____ Given entries

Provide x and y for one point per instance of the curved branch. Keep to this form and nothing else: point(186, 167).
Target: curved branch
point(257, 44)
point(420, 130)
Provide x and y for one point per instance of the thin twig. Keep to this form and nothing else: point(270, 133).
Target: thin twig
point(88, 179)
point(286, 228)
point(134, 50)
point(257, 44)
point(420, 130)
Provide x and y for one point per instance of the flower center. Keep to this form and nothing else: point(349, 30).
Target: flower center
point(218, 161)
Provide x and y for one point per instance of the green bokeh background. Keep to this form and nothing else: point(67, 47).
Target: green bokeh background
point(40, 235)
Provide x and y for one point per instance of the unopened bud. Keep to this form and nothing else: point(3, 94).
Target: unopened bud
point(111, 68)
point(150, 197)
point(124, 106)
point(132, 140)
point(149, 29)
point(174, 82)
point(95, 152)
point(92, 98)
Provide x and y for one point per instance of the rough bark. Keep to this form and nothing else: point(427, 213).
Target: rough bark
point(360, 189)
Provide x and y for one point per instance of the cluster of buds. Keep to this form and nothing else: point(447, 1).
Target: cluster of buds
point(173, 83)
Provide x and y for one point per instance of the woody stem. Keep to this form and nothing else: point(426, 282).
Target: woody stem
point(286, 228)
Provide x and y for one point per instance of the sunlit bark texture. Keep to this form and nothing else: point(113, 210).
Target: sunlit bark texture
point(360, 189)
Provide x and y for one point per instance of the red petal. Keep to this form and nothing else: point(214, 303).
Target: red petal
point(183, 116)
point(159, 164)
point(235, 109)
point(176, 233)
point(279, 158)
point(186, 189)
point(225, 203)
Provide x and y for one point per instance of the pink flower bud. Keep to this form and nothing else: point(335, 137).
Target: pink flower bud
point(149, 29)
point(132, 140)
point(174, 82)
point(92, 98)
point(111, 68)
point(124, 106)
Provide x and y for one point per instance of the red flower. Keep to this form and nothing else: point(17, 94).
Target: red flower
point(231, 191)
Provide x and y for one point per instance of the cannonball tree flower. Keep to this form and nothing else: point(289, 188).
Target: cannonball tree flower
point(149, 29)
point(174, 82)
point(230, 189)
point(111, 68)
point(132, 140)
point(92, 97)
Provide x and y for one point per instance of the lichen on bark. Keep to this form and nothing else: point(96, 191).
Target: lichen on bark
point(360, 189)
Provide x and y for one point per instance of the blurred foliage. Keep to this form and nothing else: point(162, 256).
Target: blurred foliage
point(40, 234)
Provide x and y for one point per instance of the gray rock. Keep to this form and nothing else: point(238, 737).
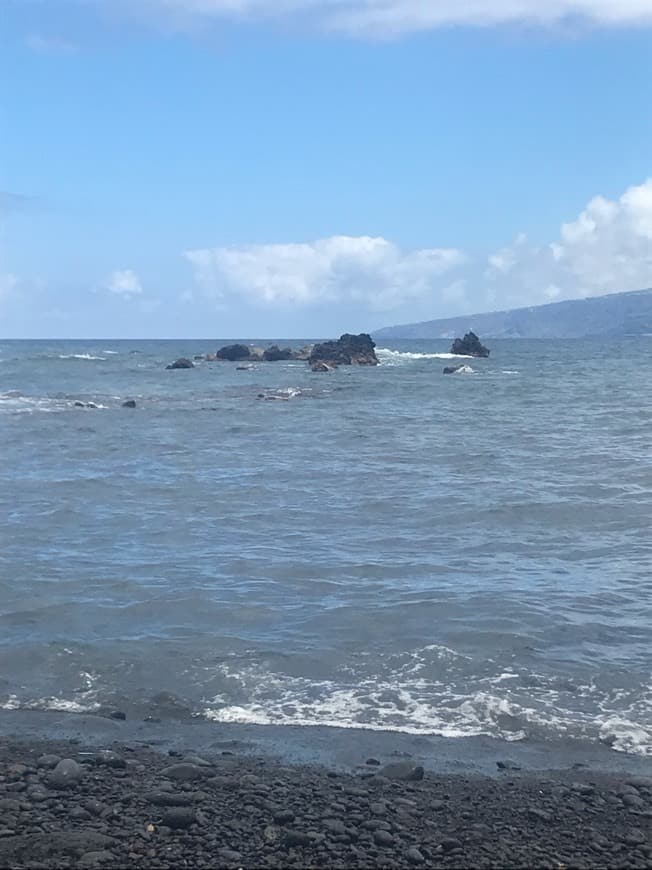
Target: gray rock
point(640, 782)
point(48, 761)
point(96, 859)
point(169, 799)
point(66, 774)
point(179, 817)
point(383, 838)
point(404, 771)
point(283, 817)
point(633, 801)
point(229, 858)
point(450, 843)
point(184, 772)
point(297, 838)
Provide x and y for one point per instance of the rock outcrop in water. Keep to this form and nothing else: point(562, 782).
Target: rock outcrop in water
point(470, 345)
point(349, 350)
point(233, 352)
point(275, 353)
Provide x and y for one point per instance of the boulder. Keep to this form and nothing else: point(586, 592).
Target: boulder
point(347, 350)
point(275, 353)
point(470, 345)
point(181, 363)
point(233, 352)
point(303, 353)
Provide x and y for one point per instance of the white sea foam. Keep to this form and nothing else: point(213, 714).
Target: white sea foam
point(80, 356)
point(397, 357)
point(405, 701)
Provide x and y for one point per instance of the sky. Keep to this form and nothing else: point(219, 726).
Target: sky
point(302, 168)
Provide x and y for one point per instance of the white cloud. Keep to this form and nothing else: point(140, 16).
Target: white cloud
point(371, 272)
point(124, 282)
point(49, 44)
point(8, 283)
point(606, 248)
point(382, 18)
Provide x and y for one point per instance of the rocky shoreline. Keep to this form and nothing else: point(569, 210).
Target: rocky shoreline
point(66, 804)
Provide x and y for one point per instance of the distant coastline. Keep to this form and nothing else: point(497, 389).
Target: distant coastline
point(615, 315)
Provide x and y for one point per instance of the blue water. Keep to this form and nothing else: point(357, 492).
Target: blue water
point(382, 547)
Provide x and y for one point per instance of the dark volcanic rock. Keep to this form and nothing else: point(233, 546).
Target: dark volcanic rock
point(469, 346)
point(66, 774)
point(347, 350)
point(402, 771)
point(275, 353)
point(233, 352)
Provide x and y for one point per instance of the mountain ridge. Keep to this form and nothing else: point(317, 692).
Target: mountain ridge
point(614, 314)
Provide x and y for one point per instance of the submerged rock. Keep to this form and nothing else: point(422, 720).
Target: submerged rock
point(275, 353)
point(470, 345)
point(233, 352)
point(347, 350)
point(181, 363)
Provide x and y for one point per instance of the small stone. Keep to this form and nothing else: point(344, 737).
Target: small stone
point(66, 774)
point(229, 858)
point(48, 761)
point(183, 772)
point(169, 799)
point(383, 838)
point(283, 817)
point(297, 838)
point(95, 859)
point(110, 759)
point(403, 771)
point(633, 801)
point(450, 843)
point(179, 817)
point(540, 815)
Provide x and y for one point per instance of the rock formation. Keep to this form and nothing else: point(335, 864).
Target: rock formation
point(347, 350)
point(470, 345)
point(275, 354)
point(233, 352)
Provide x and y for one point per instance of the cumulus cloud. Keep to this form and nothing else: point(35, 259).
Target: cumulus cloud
point(369, 271)
point(606, 248)
point(49, 44)
point(382, 18)
point(124, 282)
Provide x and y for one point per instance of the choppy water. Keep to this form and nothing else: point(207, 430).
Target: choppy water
point(388, 548)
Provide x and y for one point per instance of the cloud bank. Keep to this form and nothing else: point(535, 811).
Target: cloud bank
point(606, 248)
point(124, 282)
point(388, 18)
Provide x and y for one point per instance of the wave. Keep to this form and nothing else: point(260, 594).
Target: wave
point(405, 702)
point(396, 357)
point(80, 356)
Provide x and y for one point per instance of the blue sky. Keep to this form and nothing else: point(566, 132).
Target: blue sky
point(284, 168)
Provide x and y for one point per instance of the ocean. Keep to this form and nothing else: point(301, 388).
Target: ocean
point(383, 548)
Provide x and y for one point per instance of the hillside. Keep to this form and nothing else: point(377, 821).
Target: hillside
point(617, 314)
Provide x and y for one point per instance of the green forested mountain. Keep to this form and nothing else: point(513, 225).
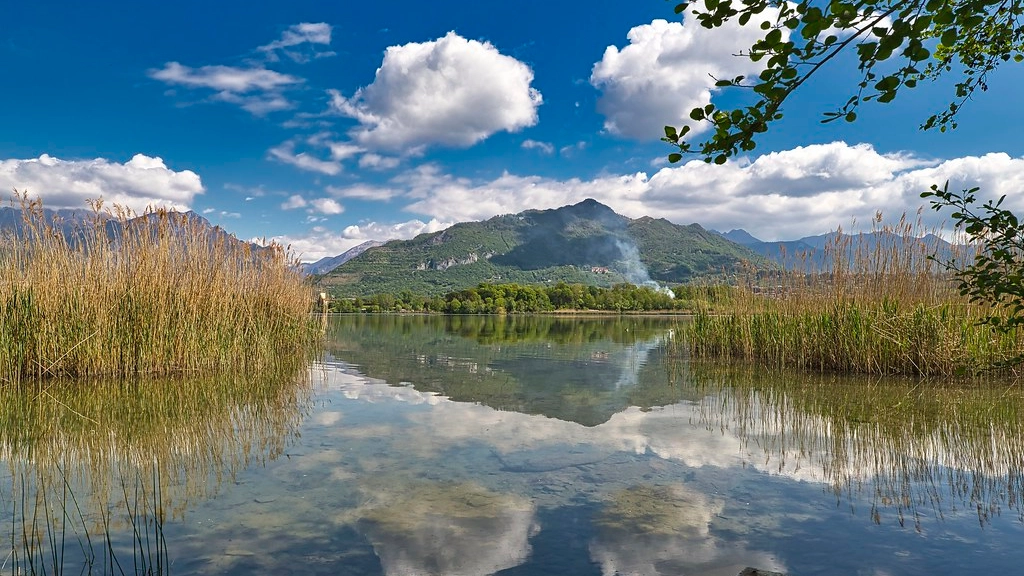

________

Aim of the exercise: Write out every line of the records above word for word, leaving out the pictures.

Answer for the task:
Provide x and y for one point per instance of the curved branch. Keep to this form and nothing else: point(186, 167).
Target: curved branch
point(257, 44)
point(420, 130)
Provide x and y for one point per instance of the thin twig. Keep to this form and nothing else: point(270, 133).
Target: thin twig
point(88, 179)
point(286, 228)
point(134, 50)
point(257, 44)
point(420, 130)
Provide x and y for one point per instance of the flower center. Keep to this form and nothing else: point(349, 30).
Target: flower center
point(218, 161)
Provide x and y for one point per instance of the green bokeh background. Keep to this form and nothing else: point(67, 47).
Target: green bokeh background
point(40, 235)
Provide x and y for one point per instance of the unopened bud. Keep to this form and nothing else: point(3, 94).
Target: unopened bud
point(111, 68)
point(150, 197)
point(124, 106)
point(132, 140)
point(149, 29)
point(174, 82)
point(95, 152)
point(92, 98)
Provide x and y for one point per instance of the rough bark. Keep to this form and nothing else: point(427, 213).
Target: rough bark
point(360, 189)
Provide x and y for one point per instance of the cluster of buds. Keep to this form and nothing else: point(447, 1).
Target: cluster of buds
point(173, 83)
Provide x and y for one point per instance of the woody stem. Keep to this form and nothing else: point(426, 282).
Target: woody stem
point(286, 228)
Provide x and y for one point per instance of the sunlit bark texture. Keep to this form and nothing else: point(113, 210).
Target: sunlit bark texture
point(360, 189)
Provide x and y for one point per instance of the red petal. Keep to this form and nothing else: point(214, 303).
Target: red petal
point(183, 116)
point(159, 164)
point(235, 109)
point(176, 233)
point(279, 158)
point(186, 189)
point(225, 203)
Provide x and y for one point per instance of the pink flower bud. Keep to this form and nothing else: point(335, 137).
Target: pink flower bud
point(149, 29)
point(132, 140)
point(174, 82)
point(92, 98)
point(111, 68)
point(124, 106)
Provide x and y for one point per instance of the red flower. Keep to this form and nothing else: point(17, 94).
Target: red flower
point(231, 191)
Provide x and y for one point per instance of the cannonball tree flower. Keep to this form and nothing else: point(289, 188).
Target: cannonball tree flower
point(149, 29)
point(174, 82)
point(230, 189)
point(111, 68)
point(132, 140)
point(92, 97)
Provide x and y for one point per instance of the lichen on bark. Keep to this form and nothing else: point(96, 191).
Target: lichen on bark
point(360, 189)
Provide x and y for one point per instance of the blurred foliage. Keep to this form and nothing else: point(162, 256).
Target: blurred foliage
point(40, 234)
Provide x and y for one point per instance of the gray rock. Keep to this form and nothing else: point(238, 737).
Target: gray rock
point(640, 782)
point(48, 761)
point(96, 859)
point(169, 799)
point(66, 774)
point(179, 817)
point(383, 838)
point(404, 771)
point(283, 817)
point(633, 801)
point(229, 858)
point(450, 843)
point(184, 772)
point(297, 838)
Provide x and y for one point per instance of the rock outcrop in water. Keep to this form and nothing else: point(562, 782).
Target: rock outcrop in water
point(470, 345)
point(349, 350)
point(233, 352)
point(275, 353)
Provide x and y for one point per instance of the boulder. Keep to this form and nothing else: point(586, 592).
Target: boulder
point(347, 350)
point(275, 353)
point(470, 345)
point(181, 363)
point(233, 352)
point(303, 353)
Provide x and y for one point per instance of the white sea foam. Keep to this form and nothing else: point(213, 714).
Target: white sea foam
point(80, 356)
point(397, 357)
point(405, 701)
Provide x and y for one point per instance of the sky. Keep to this form and nothing else: point(219, 726).
Target: sky
point(302, 168)
Provide x and y for one point per instance of the white cloud. Keep to this form and nothing else: point(140, 16).
Target: white cloud
point(371, 272)
point(124, 282)
point(49, 44)
point(8, 283)
point(606, 248)
point(382, 18)
Provide x and y for one point per instance of the rocky shoreline. Keep to this form and nothing else: point(569, 210).
Target: rocky shoreline
point(66, 804)
Provide x and y for one point per instance of the distant coastline. Keep to this form and nothing else: point(497, 389).
Target: distant coastline
point(615, 315)
Provide x and y for one point per instance of the blue water. Keep to this form and nothing else: point(357, 492).
Target: blue water
point(382, 547)
Provide x and y for one point per instance of the dark volcanic rock. Keep to this form and nothing else: point(233, 546).
Target: dark volcanic rock
point(469, 346)
point(66, 774)
point(347, 350)
point(402, 771)
point(275, 353)
point(233, 352)
Provide x and y for one point per instance of the mountain ridge. Keep to this form and nothing else: point(317, 692).
Target: mountain ridge
point(614, 314)
Provide x and y for one point per instance of the submerged rock. Keep to this form and nothing else: point(422, 720).
Target: submerged rock
point(275, 353)
point(470, 345)
point(233, 352)
point(347, 350)
point(181, 363)
Provide x and y for one point per instance of the small stone. Keep to this form and nothing else: point(344, 737).
Target: small stone
point(66, 774)
point(229, 858)
point(48, 761)
point(183, 772)
point(169, 799)
point(383, 838)
point(283, 817)
point(297, 838)
point(95, 859)
point(110, 759)
point(403, 771)
point(633, 801)
point(450, 843)
point(179, 817)
point(540, 815)
Provide x and y for one point per instance of the rock formation. Keep to this form and nothing else: point(335, 864).
Target: rock formation
point(347, 350)
point(470, 345)
point(275, 354)
point(233, 352)
Provide x and y for one point per instance of the cumulus cloud. Keep to this form and nothing else: point(35, 259).
Target: cumulus cloud
point(369, 271)
point(606, 248)
point(49, 44)
point(382, 18)
point(124, 282)
Provide x and y for one point per instance of the choppy water. Keep to this form and nothing else: point(207, 430).
Target: choppy water
point(388, 548)
Provide x and y for one point per instance of the cloud bank. Keep to this form and nothing else: point(535, 811).
Target: cloud bank
point(606, 248)
point(124, 282)
point(388, 18)
Provide x and y for one point per instance of the wave. Keep to this form and nothing else: point(260, 594).
Target: wave
point(405, 702)
point(396, 357)
point(80, 356)
Provide x and y for one point per instance of the blue sky. Keep to this form and nothing else: point(566, 132).
Target: blue sky
point(284, 168)
Provide x and y for one point per instance of the ocean. Keep to this form and nothing else: point(301, 388).
Target: ocean
point(383, 548)
Provide x and y for one point per instance of the hillside. Keep to this form and nothing else: point(377, 821).
Target: hillside
point(617, 314)
Provide x and y for one point per instance of the green forested mountain. Keep to this form and nothing else: point(513, 225).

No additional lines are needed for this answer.